REQUIREMENTS: Please pull out each line of the data below that contains the word "Query". The match is case-sensitive.

RECORDS SUPPLIED:
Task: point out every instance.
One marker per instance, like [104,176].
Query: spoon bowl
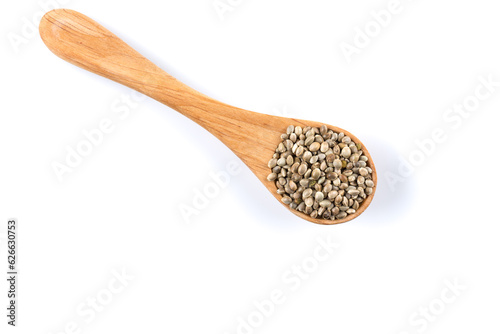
[252,136]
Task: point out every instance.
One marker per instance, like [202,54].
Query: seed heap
[321,173]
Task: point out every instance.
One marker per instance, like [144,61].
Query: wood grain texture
[253,137]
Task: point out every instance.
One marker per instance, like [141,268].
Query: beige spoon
[253,137]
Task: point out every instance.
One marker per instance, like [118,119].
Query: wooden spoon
[252,136]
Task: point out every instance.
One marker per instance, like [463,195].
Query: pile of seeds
[321,173]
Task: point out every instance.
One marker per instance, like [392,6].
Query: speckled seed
[272,177]
[302,169]
[309,141]
[307,193]
[323,129]
[338,199]
[341,215]
[307,156]
[300,150]
[314,147]
[353,192]
[346,152]
[316,173]
[363,171]
[320,172]
[324,147]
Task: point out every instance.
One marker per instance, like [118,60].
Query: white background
[119,208]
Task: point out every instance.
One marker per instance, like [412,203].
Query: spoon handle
[83,42]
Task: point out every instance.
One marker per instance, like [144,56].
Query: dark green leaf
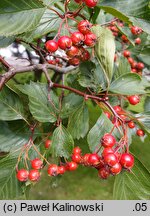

REPLY:
Query: spoon bowl
Query: seed heap
Query: wood grain texture
Query: beige spoon
Query: wooden spoon
Query: pile of seeds
Query: speckled seed
Query: white background
Query: spoon handle
Query: dark green leaf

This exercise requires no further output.